▶ _TASK TO COMPLETE_: Pick out every line of the listing below that contains the string "tracksuit", treating uppercase and lowercase as different, and copy each of those lines.
*** RECORDS ***
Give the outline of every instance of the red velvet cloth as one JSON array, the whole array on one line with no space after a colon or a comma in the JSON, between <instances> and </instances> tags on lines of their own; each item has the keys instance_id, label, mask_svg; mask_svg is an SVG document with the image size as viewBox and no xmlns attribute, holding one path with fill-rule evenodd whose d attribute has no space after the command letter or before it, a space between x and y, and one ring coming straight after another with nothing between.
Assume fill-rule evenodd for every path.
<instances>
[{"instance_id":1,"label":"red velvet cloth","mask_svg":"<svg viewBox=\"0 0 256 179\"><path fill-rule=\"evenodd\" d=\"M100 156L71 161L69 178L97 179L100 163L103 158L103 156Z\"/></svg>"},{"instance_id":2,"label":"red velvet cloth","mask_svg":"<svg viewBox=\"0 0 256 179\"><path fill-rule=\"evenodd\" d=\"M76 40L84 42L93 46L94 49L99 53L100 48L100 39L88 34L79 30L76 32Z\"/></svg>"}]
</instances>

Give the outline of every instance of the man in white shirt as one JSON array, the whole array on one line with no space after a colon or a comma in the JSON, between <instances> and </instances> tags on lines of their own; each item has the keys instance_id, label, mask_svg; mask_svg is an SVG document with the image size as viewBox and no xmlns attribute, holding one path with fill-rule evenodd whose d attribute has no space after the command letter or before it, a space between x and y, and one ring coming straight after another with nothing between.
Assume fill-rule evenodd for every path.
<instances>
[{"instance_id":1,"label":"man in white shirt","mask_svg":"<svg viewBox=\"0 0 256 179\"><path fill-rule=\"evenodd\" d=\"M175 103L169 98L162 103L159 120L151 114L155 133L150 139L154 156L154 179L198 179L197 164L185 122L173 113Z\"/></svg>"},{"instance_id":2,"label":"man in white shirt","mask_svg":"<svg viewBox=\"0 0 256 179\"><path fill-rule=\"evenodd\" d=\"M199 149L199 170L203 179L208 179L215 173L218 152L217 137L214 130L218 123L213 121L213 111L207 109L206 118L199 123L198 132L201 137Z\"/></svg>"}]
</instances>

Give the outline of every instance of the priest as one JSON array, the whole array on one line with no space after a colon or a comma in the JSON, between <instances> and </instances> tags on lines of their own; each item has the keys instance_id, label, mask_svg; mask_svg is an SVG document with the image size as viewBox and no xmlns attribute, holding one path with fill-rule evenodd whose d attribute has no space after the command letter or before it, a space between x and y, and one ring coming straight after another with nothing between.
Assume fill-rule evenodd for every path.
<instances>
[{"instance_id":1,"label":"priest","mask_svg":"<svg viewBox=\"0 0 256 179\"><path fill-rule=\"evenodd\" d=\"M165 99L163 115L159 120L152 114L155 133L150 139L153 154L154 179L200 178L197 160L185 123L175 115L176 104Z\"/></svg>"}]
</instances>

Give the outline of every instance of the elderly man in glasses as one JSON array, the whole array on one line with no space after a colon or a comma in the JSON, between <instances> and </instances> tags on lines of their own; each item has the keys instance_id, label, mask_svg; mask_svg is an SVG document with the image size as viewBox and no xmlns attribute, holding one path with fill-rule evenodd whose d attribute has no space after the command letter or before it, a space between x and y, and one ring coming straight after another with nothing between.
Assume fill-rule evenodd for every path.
***
*** RECORDS ***
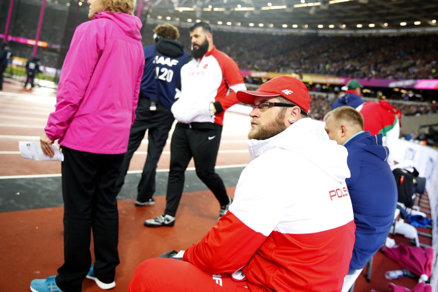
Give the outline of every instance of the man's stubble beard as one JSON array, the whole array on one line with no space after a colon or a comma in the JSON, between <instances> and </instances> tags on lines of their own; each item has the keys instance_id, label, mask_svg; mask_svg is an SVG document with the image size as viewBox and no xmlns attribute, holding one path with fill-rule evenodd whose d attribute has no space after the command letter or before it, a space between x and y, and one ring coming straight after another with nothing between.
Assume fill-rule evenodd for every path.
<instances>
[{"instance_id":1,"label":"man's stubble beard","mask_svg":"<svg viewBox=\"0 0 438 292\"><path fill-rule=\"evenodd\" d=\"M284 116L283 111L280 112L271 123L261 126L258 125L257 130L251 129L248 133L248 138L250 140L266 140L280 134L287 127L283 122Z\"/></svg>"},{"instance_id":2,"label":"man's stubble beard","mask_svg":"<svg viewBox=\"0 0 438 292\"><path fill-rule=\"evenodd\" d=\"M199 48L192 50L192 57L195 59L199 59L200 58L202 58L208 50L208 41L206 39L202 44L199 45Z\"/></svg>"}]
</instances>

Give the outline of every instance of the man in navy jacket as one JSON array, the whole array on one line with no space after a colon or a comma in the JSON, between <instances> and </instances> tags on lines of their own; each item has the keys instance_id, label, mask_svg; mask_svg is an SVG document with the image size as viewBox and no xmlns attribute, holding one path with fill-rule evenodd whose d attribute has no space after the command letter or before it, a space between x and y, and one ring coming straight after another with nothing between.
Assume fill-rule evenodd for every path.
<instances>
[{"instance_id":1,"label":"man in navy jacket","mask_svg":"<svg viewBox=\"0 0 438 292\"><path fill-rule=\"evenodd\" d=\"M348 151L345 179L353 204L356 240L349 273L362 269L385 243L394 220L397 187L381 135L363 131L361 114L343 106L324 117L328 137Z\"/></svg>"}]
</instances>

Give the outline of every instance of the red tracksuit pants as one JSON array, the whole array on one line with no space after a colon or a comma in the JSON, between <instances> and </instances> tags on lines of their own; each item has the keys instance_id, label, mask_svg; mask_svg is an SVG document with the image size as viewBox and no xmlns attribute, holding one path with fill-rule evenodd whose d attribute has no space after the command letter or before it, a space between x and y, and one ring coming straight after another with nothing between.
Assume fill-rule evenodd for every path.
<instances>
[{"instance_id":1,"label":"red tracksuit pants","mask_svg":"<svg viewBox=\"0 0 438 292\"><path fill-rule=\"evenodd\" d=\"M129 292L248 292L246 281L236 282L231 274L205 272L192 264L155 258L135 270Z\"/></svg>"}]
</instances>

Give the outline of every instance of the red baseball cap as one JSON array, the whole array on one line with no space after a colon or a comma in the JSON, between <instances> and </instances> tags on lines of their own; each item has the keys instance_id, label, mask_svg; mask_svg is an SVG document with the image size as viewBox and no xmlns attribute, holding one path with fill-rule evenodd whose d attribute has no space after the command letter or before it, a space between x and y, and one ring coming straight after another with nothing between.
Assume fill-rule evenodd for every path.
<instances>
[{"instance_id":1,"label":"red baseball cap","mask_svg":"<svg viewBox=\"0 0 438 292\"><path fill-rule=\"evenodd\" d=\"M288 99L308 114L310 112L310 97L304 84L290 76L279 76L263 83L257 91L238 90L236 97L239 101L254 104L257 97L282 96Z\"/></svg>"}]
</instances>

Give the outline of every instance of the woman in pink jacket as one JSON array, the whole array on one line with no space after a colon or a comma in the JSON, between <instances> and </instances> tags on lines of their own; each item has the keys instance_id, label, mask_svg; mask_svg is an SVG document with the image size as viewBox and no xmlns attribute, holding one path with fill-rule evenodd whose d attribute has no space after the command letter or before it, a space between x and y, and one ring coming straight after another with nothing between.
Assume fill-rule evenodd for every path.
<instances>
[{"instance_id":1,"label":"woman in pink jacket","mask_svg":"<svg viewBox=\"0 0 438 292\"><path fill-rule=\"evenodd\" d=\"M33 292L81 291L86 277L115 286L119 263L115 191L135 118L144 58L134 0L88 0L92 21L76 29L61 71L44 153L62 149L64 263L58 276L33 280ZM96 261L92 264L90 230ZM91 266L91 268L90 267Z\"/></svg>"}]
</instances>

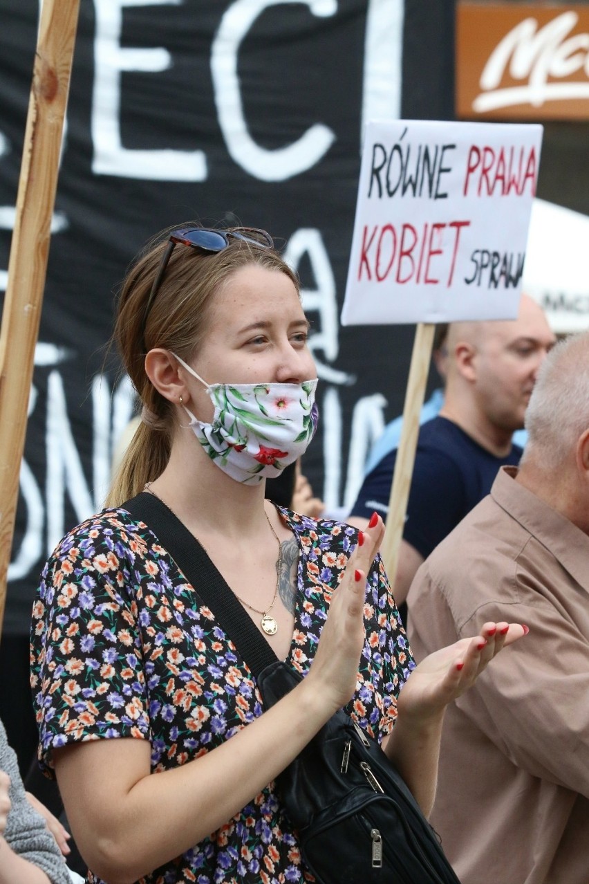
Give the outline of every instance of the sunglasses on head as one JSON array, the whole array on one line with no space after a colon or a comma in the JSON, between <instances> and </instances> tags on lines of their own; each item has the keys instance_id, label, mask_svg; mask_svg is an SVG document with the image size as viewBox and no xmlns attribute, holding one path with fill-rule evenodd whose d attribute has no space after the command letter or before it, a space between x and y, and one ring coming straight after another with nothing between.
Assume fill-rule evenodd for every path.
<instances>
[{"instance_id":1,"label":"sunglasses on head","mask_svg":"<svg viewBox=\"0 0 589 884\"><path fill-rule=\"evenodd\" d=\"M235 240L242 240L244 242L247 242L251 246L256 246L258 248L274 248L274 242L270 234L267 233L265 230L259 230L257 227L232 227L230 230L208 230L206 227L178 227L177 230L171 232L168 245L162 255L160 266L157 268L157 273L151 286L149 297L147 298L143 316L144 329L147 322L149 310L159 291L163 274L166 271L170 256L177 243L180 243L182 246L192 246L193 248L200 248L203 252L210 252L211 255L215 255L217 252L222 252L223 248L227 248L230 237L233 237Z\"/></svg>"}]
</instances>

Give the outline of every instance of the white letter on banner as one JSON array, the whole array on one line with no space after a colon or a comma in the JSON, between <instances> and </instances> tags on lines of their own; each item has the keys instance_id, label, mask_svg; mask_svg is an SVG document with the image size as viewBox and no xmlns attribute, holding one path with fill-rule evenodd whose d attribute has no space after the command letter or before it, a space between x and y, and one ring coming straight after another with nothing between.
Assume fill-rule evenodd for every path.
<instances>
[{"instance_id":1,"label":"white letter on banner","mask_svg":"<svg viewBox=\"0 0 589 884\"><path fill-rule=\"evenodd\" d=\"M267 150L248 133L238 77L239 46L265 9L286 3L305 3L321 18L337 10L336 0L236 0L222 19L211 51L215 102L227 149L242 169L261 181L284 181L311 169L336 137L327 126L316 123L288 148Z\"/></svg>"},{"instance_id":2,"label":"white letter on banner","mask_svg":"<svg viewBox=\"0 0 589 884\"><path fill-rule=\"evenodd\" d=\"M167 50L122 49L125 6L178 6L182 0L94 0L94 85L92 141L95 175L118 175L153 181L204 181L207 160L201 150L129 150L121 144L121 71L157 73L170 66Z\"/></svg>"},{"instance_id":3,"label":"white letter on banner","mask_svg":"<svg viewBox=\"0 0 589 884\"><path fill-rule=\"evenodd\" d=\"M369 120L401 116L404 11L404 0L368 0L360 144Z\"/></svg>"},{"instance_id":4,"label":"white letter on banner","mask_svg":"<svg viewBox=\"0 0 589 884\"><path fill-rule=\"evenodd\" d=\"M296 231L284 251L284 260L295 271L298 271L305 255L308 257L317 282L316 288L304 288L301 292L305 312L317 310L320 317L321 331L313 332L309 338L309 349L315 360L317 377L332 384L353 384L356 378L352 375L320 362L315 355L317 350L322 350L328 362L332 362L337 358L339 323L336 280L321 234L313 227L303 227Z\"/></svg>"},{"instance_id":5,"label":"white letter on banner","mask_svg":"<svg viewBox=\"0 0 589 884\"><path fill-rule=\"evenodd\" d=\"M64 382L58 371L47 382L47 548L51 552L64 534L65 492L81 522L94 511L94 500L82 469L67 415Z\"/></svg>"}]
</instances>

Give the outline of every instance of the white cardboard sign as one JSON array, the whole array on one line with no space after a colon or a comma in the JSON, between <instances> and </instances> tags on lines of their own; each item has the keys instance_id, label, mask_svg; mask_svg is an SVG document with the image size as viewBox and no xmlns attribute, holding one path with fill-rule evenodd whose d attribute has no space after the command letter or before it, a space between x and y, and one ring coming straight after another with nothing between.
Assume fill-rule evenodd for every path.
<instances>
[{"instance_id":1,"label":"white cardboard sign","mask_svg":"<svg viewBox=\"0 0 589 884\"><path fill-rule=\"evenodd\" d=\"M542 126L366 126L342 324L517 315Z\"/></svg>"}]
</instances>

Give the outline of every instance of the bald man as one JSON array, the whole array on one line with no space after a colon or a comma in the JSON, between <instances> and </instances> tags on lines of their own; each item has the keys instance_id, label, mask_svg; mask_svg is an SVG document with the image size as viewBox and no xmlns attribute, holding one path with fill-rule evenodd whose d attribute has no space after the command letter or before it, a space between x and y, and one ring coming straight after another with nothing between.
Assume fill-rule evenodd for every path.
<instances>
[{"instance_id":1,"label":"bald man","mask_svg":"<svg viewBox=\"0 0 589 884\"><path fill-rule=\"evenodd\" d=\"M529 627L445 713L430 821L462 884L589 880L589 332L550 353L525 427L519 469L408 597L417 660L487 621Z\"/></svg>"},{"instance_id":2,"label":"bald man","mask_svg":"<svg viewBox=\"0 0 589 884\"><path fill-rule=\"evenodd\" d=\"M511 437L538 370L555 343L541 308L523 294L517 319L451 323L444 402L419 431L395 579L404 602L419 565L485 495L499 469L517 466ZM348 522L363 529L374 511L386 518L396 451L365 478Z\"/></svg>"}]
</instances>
***
▶ _FULL SOLUTION_:
Give the outline of every instance of the red tracksuit pants as one JSON array, the whole array on one line with no space after a colon or a comma in the JSON, between <instances> and </instances> tags on lines of their own; each item has the keys instance_id, label, mask_svg; mask_svg is an SVG document with the image size as viewBox and no xmlns attribute, holding one path with fill-rule evenodd whose d attribute has no space after the command letter or before it, a space between x and y, and one ring coming straight after another with nothing between.
[{"instance_id":1,"label":"red tracksuit pants","mask_svg":"<svg viewBox=\"0 0 438 292\"><path fill-rule=\"evenodd\" d=\"M129 292L248 292L246 281L236 282L231 274L205 272L192 264L155 258L135 270Z\"/></svg>"}]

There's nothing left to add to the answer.